STATED EXERCISE: Write out, word for word, every line from the one containing "the woman's lips" through the last line of the records below, both ends included.

(Pointing dataset excerpts)
** Start **

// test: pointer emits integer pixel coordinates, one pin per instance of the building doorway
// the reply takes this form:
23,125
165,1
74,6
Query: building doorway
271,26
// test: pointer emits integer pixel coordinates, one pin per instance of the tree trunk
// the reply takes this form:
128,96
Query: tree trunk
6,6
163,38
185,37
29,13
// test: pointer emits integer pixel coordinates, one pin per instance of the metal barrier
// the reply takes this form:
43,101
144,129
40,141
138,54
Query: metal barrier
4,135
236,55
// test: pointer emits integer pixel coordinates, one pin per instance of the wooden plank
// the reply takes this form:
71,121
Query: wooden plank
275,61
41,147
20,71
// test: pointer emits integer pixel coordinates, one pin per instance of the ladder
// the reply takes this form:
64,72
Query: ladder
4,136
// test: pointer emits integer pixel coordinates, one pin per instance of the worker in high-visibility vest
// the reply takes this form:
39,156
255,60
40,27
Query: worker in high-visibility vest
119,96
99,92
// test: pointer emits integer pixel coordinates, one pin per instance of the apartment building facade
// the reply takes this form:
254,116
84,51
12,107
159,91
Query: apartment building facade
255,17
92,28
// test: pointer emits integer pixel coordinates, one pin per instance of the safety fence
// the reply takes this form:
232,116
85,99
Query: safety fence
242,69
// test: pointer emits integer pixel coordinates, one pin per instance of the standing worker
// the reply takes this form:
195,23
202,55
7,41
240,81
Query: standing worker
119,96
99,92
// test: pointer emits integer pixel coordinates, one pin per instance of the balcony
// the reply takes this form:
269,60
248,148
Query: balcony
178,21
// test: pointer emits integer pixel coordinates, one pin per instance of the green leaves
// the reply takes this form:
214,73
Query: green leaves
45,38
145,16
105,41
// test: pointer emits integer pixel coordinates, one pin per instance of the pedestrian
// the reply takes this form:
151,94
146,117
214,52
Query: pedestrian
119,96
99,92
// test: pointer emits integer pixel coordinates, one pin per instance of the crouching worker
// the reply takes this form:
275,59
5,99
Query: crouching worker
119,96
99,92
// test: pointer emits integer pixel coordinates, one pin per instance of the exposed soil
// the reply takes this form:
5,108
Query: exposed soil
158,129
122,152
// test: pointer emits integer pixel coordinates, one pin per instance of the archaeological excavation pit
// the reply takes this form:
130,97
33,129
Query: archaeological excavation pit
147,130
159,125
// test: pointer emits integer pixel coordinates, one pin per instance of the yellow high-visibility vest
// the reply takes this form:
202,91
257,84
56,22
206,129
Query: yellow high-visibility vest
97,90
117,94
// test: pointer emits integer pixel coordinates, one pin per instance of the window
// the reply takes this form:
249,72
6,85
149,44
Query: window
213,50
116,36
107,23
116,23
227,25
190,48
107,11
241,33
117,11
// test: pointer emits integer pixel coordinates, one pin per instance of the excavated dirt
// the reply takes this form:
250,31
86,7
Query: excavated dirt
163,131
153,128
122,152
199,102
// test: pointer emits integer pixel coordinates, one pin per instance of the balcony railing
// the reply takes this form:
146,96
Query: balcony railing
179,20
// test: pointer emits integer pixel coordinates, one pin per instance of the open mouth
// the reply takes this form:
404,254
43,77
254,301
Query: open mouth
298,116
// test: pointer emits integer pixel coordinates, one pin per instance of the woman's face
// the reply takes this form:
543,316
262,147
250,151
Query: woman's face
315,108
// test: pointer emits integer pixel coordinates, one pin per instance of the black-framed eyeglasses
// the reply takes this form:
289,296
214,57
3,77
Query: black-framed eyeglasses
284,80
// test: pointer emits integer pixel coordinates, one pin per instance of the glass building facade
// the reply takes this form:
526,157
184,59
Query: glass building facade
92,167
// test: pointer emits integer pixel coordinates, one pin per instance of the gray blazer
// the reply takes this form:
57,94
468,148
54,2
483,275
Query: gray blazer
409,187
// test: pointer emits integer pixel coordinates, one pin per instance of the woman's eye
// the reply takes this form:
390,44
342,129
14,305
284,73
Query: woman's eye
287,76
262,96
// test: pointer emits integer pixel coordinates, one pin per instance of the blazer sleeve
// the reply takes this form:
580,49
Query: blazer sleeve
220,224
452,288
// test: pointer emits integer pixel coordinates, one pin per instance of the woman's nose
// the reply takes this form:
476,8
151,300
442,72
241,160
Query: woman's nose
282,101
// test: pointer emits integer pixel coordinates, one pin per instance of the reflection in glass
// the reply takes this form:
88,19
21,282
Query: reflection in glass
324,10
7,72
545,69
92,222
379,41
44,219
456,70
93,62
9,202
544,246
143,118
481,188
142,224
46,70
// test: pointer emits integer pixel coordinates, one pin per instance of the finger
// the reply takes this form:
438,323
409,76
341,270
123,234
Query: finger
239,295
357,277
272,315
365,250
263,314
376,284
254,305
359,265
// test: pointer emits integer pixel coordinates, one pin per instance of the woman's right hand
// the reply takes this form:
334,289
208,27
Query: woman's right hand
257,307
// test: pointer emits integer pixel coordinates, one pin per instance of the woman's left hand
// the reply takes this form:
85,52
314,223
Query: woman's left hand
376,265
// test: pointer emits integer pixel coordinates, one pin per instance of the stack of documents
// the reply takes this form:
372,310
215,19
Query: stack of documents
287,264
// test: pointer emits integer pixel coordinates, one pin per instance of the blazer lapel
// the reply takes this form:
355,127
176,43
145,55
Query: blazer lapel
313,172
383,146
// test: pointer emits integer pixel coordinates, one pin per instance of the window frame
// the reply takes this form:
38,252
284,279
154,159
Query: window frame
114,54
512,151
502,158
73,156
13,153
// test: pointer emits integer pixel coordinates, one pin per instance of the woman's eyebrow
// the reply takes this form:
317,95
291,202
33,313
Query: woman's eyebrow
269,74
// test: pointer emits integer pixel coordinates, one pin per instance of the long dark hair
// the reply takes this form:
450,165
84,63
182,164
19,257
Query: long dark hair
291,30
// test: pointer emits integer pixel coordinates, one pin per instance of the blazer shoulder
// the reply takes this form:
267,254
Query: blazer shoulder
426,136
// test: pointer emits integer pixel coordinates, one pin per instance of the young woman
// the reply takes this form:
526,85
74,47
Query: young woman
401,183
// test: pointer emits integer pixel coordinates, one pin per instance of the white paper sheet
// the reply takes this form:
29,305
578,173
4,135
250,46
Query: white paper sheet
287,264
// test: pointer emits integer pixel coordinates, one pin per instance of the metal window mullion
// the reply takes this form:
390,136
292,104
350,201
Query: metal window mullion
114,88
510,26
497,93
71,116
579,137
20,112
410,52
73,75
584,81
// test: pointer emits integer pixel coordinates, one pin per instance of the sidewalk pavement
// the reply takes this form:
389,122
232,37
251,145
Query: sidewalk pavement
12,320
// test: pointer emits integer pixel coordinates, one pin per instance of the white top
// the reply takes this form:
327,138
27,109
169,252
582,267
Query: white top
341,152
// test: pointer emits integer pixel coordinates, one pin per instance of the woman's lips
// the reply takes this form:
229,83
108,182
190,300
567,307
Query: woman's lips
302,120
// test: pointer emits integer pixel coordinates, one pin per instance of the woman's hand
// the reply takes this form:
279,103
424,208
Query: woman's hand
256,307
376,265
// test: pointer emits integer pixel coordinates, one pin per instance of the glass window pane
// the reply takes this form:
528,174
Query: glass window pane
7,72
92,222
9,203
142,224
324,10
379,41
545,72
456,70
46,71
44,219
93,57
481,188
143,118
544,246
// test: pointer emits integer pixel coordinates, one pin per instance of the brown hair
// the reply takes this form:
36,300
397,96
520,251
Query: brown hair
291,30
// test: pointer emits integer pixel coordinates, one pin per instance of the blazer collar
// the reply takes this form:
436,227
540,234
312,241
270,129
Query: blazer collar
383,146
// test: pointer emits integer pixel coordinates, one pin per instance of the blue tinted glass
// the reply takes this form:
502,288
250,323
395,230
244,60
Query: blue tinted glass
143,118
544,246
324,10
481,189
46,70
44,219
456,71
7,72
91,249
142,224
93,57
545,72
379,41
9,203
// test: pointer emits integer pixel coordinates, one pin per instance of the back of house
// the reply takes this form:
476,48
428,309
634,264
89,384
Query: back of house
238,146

** End **

OUTPUT FOR THIS TASK:
// test: pointer emits integer pixel coordinates, one pin per instance of the woman's lips
// the reply takes this form:
229,83
108,182
190,300
567,307
Query: woman's lips
302,120
// test: pointer emits integer pixel coordinates, one pin per instance of the woman's hand
// the reply takes this form:
279,103
424,208
Query: woman's hand
256,307
376,265
// test: pointer emits integer pixel coordinates, one pin per instance of the glass window pane
// the reply takes this form:
528,174
Query: glass window pane
7,72
92,222
9,203
142,224
324,10
379,41
545,72
456,70
46,71
44,219
93,57
481,188
143,118
544,246
// test: pointer emits integer pixel coordinates, one pin per instance of the brown hair
// the reply takes this form:
36,300
397,96
520,251
Query: brown hair
291,30
// test: pointer emits integer pixel coordinates, one pin per instance of the blazer collar
// the reply takes this form:
436,227
540,234
312,241
270,129
Query: blazer collar
383,146
// test: pointer emits integer pixel coordinates, one pin per instance of the blue tinted glass
// the reply takes this form:
502,288
250,323
395,230
244,60
Query: blue tinted glass
143,118
544,246
324,10
481,189
46,70
44,219
456,71
7,72
91,249
142,224
93,57
545,72
379,41
9,203
// test: pointer emits integer pixel coordinates, one pin per instance of the back of house
// the reply takes this form:
476,48
428,309
634,264
89,384
Query: back of house
238,146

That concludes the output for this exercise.